-- Start Provided entries --

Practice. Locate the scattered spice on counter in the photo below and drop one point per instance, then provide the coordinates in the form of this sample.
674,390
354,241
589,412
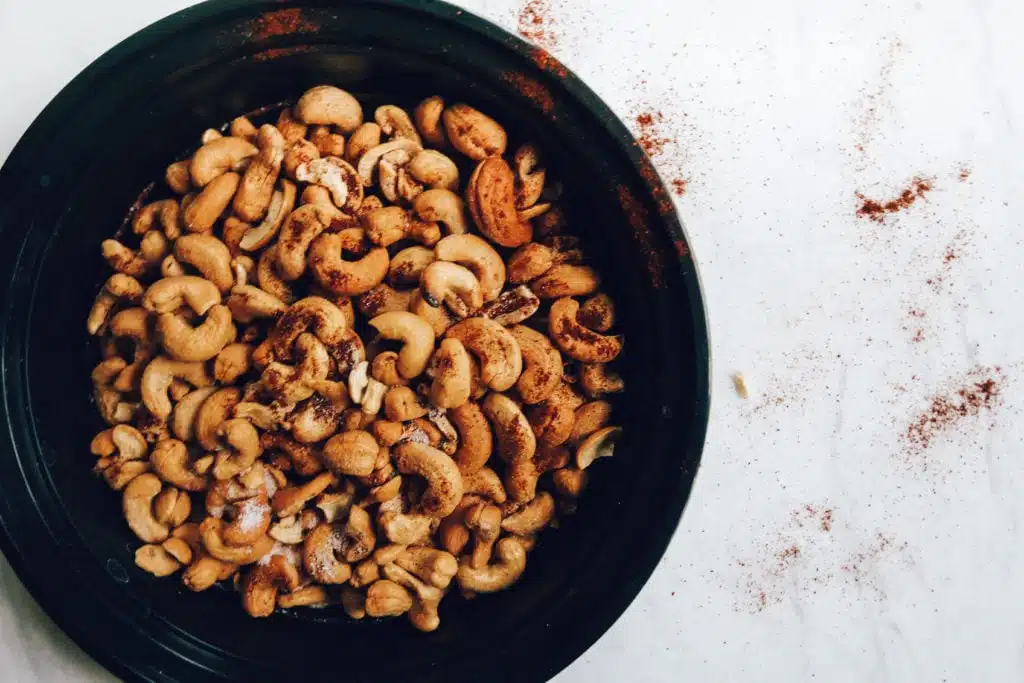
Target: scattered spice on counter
954,409
282,23
877,211
537,24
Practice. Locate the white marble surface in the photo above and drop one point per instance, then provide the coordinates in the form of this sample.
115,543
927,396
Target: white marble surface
777,114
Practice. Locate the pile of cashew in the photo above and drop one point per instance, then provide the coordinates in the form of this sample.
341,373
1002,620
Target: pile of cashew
351,361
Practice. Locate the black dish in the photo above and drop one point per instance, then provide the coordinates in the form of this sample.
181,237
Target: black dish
114,129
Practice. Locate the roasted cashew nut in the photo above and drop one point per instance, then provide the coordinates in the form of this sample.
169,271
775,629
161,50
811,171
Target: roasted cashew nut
416,335
328,105
157,381
261,586
442,476
511,563
501,359
516,444
577,341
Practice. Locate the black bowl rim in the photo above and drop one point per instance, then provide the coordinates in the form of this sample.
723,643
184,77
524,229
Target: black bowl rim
113,655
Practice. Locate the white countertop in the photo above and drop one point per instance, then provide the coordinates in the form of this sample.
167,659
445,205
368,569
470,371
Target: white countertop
834,534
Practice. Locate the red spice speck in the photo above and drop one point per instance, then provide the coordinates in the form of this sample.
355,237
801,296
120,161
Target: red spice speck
282,23
877,211
545,60
532,90
536,23
981,391
639,220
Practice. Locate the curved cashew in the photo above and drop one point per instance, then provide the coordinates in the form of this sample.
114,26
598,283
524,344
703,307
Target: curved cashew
511,564
566,281
302,226
312,313
244,447
501,359
416,335
137,506
474,133
119,288
434,170
474,253
402,404
168,211
475,437
217,158
351,453
178,177
171,462
442,206
157,381
346,278
485,482
338,176
543,365
513,306
169,294
211,532
589,418
531,518
529,176
453,285
371,159
443,479
183,342
577,341
282,204
516,444
203,212
409,264
209,255
395,123
136,263
365,137
261,586
256,188
384,299
599,444
597,312
328,105
291,500
428,119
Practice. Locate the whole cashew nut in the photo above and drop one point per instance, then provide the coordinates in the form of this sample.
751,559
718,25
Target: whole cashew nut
442,476
501,359
577,341
511,563
328,105
416,335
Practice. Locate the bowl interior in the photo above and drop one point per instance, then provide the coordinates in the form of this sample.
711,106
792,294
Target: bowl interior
147,109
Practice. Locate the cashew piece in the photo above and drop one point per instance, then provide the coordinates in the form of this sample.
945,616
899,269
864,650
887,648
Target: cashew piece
577,341
474,253
443,479
256,188
217,158
416,335
475,437
261,586
137,506
157,381
473,133
543,365
328,105
501,359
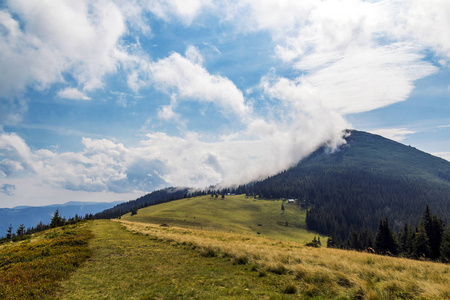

-- End Provided entries --

▶ **Short exercise**: Rewrite every line from the one containing "Practice. Locate the cashew" through the end of the items, requests included, adding 95 to each number in the answer coordinates. Leave the pictures out.

▶ **Finished exercise**:
Practice. Locate the cashew piece in the photo above and drop one point per instance, then provide the coordinates in the form of this sample.
945,616
899,269
864,650
887,648
Target: cashew piece
672,436
569,348
538,574
351,283
312,253
511,430
570,532
356,681
232,601
252,476
568,228
638,460
423,200
596,454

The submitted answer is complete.